*** Block opens ***
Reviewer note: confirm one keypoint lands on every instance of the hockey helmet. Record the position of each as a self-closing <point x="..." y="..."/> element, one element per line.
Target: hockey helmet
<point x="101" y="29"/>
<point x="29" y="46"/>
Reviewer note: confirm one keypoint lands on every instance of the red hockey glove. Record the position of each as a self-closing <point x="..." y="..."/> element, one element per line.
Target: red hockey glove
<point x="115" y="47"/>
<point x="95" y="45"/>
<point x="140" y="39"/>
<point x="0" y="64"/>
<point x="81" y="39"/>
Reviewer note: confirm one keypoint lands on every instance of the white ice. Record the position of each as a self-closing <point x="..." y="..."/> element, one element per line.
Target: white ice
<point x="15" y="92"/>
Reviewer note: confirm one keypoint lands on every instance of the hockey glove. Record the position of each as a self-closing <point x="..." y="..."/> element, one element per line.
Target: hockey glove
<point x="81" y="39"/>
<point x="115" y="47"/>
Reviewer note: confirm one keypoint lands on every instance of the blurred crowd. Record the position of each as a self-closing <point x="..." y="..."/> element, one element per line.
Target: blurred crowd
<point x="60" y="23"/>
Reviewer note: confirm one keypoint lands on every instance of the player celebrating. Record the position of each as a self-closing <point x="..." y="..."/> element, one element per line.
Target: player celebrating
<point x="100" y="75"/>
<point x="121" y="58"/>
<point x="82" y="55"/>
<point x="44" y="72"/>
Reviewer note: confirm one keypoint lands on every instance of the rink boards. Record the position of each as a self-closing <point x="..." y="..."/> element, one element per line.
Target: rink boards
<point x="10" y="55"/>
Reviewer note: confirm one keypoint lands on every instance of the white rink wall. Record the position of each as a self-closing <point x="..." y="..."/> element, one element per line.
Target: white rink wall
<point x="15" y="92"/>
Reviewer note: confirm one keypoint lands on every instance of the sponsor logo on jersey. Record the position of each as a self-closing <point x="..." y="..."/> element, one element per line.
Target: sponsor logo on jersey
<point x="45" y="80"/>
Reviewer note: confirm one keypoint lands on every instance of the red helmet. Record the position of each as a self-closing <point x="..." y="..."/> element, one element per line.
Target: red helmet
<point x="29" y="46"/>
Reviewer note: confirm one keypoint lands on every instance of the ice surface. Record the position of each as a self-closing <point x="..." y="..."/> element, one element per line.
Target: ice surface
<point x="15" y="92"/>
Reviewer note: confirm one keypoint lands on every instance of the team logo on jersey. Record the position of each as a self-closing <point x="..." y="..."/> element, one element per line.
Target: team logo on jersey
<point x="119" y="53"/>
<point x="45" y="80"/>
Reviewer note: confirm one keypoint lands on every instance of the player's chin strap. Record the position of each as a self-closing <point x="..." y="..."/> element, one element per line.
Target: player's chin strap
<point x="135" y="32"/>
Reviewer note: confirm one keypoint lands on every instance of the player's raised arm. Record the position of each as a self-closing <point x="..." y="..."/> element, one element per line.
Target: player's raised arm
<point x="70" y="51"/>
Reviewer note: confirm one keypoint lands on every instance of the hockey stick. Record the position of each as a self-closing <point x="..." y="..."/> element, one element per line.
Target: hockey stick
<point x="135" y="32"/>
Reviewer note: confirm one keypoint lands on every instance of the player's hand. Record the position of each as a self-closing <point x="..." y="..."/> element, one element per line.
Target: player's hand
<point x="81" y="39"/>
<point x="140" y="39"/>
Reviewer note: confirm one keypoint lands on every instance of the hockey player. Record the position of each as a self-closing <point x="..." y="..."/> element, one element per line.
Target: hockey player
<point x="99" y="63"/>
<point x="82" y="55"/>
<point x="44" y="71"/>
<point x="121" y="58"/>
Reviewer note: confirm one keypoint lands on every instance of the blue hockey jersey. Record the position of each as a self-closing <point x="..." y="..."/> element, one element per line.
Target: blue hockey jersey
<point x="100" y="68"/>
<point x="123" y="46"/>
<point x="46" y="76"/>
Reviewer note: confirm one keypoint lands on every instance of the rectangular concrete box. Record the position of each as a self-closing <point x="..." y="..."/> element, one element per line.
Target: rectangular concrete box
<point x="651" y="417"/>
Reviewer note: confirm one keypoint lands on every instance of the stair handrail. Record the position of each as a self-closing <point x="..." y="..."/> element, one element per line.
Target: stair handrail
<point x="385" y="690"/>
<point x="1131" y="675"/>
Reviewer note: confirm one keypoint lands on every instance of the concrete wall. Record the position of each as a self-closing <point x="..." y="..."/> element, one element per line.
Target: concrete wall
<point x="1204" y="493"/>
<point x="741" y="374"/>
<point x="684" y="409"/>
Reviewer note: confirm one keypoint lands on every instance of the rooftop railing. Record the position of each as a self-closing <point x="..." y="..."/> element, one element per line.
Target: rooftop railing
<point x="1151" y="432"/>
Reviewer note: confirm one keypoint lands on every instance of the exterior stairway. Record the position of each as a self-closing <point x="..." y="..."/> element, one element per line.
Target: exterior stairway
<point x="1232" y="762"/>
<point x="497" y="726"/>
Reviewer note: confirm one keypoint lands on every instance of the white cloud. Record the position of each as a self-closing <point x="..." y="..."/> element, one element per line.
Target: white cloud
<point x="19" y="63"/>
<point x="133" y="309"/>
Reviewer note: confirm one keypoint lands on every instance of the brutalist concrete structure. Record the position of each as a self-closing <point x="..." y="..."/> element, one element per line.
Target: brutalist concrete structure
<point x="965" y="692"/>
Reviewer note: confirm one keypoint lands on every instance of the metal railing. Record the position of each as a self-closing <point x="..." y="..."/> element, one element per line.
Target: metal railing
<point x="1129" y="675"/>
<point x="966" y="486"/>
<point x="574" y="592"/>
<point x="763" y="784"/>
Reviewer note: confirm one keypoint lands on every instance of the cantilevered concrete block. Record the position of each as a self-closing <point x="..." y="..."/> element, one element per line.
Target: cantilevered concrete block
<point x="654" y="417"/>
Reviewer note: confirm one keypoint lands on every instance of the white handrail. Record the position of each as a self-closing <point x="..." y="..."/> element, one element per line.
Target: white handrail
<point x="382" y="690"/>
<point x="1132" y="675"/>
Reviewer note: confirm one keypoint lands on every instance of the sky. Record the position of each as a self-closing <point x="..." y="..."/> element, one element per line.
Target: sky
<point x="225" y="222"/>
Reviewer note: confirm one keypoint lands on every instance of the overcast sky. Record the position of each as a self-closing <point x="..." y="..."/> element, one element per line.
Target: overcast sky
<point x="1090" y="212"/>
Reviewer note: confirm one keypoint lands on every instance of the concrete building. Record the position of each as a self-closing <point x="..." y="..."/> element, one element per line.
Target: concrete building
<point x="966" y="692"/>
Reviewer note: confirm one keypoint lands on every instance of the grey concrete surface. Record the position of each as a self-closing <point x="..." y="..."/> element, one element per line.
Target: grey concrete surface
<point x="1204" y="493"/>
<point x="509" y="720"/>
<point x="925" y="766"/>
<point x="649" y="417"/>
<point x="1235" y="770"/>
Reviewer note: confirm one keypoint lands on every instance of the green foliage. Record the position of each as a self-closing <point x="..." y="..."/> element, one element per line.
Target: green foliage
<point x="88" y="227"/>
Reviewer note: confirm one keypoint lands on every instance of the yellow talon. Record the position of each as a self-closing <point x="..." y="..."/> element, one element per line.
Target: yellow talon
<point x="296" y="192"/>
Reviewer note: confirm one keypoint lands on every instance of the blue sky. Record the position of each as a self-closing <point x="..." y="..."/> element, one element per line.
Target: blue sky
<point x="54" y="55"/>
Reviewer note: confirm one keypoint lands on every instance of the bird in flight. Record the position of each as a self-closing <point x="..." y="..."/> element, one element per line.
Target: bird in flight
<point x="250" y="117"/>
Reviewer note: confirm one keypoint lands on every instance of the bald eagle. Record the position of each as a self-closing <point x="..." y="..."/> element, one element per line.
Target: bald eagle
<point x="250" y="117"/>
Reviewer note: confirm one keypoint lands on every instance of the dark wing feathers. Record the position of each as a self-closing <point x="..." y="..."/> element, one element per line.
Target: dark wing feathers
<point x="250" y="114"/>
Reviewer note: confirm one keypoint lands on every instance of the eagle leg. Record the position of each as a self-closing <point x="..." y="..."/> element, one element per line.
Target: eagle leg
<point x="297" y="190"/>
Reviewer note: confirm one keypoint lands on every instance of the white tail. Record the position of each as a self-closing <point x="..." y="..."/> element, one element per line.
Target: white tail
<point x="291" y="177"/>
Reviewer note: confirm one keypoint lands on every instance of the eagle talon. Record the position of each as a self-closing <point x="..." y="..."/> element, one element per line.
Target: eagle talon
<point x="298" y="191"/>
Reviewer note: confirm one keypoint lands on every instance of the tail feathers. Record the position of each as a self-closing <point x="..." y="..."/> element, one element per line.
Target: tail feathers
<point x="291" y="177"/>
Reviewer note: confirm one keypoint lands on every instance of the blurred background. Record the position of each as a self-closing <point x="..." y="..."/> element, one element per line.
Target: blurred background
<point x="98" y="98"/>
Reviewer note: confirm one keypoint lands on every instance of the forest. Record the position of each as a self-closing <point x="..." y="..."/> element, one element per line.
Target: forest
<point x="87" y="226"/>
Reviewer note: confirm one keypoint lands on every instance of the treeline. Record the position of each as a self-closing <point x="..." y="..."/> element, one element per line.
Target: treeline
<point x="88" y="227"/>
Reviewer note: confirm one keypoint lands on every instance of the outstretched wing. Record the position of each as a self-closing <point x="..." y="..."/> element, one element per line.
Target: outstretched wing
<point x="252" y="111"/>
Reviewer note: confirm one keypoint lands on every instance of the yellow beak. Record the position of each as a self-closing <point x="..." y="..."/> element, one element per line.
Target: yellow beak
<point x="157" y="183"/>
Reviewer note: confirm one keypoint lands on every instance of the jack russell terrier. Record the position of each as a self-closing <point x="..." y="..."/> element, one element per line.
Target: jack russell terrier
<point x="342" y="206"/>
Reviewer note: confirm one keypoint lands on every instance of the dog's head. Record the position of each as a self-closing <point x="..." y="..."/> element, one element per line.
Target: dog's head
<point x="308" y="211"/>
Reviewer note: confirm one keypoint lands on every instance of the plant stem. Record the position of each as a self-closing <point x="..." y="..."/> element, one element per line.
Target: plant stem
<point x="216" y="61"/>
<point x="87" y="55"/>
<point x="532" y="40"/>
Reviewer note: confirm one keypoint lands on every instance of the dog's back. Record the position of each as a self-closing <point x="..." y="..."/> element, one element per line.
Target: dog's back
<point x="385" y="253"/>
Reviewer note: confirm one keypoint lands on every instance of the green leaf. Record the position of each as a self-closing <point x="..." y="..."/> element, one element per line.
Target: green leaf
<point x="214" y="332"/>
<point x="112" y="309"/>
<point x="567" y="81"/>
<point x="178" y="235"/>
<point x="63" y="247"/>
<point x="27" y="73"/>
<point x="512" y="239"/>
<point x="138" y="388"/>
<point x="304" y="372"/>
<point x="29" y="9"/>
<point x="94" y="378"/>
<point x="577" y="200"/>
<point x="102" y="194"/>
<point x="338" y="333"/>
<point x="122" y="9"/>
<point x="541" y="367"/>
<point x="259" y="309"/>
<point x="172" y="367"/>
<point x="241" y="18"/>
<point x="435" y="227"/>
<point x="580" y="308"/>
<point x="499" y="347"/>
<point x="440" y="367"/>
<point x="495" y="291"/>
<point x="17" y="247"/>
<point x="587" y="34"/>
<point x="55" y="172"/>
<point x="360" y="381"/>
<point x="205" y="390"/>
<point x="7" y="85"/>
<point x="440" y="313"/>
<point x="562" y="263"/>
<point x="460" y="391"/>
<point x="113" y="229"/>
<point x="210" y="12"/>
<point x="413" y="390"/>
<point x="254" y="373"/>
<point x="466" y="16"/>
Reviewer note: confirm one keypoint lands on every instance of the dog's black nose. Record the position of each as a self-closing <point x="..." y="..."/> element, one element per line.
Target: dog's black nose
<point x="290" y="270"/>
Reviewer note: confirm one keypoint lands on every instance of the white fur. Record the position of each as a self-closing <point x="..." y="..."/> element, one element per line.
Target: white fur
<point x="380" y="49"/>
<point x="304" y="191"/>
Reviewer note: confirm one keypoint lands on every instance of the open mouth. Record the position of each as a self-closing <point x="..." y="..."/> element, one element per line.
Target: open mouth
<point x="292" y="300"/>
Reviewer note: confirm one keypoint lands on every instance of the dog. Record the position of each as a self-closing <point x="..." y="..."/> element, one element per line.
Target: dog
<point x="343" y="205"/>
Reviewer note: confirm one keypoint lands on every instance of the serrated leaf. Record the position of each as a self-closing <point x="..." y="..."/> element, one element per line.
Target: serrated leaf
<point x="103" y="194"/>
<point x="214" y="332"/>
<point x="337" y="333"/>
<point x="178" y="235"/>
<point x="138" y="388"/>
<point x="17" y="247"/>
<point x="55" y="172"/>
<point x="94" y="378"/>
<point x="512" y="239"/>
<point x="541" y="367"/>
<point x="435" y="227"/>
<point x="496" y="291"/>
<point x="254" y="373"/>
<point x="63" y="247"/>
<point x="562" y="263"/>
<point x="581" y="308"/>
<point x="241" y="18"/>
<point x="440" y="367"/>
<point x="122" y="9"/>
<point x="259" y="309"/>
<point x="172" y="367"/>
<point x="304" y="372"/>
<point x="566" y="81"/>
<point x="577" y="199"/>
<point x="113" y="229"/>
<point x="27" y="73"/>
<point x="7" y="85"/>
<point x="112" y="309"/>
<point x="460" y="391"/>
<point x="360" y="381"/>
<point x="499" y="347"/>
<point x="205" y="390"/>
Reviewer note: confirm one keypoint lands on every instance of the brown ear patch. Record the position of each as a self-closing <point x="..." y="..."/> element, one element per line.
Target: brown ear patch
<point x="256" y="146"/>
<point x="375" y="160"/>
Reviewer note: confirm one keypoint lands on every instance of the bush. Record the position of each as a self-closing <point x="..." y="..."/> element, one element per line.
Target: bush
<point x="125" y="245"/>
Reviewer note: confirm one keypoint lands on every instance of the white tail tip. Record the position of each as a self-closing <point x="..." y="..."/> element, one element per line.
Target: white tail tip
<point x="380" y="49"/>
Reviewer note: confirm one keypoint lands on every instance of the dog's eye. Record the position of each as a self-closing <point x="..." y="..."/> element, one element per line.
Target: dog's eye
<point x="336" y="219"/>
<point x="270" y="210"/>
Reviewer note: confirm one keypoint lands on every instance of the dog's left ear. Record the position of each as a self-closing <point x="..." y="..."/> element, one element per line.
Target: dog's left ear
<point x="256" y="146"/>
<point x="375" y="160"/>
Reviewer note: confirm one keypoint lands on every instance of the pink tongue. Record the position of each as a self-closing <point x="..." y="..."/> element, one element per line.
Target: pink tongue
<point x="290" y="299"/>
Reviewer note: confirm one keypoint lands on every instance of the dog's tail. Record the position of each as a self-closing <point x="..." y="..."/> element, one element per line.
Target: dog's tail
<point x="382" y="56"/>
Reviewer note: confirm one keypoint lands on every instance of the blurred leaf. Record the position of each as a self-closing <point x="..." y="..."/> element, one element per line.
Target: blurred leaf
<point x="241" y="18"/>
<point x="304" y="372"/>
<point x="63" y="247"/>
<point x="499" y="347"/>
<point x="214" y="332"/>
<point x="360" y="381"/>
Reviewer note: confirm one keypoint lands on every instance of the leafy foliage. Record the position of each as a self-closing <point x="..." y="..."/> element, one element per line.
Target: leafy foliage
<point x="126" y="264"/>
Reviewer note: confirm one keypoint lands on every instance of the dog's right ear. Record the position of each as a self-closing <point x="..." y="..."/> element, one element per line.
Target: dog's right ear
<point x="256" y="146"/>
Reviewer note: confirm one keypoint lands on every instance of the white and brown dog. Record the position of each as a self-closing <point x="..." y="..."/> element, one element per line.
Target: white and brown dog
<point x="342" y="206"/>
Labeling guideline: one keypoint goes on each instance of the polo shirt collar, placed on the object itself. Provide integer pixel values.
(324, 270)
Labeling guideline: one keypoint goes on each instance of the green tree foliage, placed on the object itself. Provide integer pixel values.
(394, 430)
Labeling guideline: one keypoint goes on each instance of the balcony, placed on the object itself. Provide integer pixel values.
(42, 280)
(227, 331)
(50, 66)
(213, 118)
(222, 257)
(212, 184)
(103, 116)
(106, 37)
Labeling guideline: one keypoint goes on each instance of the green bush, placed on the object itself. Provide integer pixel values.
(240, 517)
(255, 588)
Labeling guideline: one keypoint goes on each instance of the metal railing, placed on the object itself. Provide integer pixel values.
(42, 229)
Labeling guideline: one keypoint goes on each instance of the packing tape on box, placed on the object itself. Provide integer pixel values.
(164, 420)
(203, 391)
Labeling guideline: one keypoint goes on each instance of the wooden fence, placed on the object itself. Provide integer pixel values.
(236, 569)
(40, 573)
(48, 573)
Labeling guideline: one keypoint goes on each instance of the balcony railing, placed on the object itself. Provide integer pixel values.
*** Block closes ***
Copy the lines of the data above exactly as written, beginning with the line containing "Target: blurred background" and ending with the line containing "the green leaf.", and leave out all other lines.

## RESULT OF THIS EXERCISE
Target: blurred background
<point x="98" y="98"/>
Reviewer note: confirm one keypoint lands on every instance of the forest. Record the position of each as a self-closing <point x="..." y="..."/> element, one element per line.
Target: forest
<point x="87" y="226"/>
Reviewer note: confirm one keypoint lands on every instance of the treeline. Record the position of each as a self-closing <point x="..." y="..."/> element, one element per line.
Target: treeline
<point x="88" y="227"/>
Reviewer note: confirm one keypoint lands on every instance of the outstretched wing. Record the position of each as a self-closing <point x="..." y="..."/> element, one element per line.
Target: outstretched wing
<point x="252" y="111"/>
Reviewer note: confirm one keypoint lands on every instance of the yellow beak. Record the position of each as a self-closing <point x="..." y="..."/> element, one element per line.
Target: yellow beak
<point x="157" y="183"/>
Reviewer note: confirm one keypoint lands on every instance of the jack russell terrier. Record the position of each as a self-closing <point x="..." y="..."/> element, one element per line.
Target: jack russell terrier
<point x="342" y="206"/>
Reviewer note: confirm one keypoint lands on every instance of the dog's head. Record the position of each as a self-closing <point x="..." y="..."/> element, one element per line.
Target: dog's head
<point x="308" y="211"/>
Reviewer note: confirm one keypoint lands on every instance of the plant stem. Record the position of each as a self-closing <point x="..." y="..."/> element, one element per line.
Target: plant stem
<point x="216" y="61"/>
<point x="87" y="55"/>
<point x="532" y="40"/>
Reviewer note: confirm one keypoint lands on every instance of the dog's back. Record the position of each as a self-closing <point x="..." y="..."/> element, one element per line.
Target: dog's back
<point x="385" y="253"/>
Reviewer note: confirm one keypoint lands on every instance of the green leaf. Record the position of each as a self-closing <point x="..." y="..."/> element, one element per line.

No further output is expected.